▶ **Problem requirements**
Collect each line of the rows below that contains the word "tulip", and copy every such line in full.

[Region outline entries]
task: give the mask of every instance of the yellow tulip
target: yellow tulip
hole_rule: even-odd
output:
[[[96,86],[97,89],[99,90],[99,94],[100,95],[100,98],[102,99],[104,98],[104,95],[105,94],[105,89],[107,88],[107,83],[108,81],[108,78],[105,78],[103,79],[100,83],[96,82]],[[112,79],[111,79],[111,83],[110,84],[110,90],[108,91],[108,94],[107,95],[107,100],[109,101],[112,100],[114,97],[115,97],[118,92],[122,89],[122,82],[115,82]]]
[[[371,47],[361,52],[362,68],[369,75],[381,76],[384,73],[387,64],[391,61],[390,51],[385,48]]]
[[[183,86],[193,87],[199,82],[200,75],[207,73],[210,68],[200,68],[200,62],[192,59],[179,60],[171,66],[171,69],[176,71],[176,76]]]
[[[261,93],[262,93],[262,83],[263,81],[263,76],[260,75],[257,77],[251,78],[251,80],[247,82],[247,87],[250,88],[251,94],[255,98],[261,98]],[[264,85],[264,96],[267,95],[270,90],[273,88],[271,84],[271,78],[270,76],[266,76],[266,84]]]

▶ **Solution to the problem**
task: give the mask of every instance of the yellow tulip
target: yellow tulip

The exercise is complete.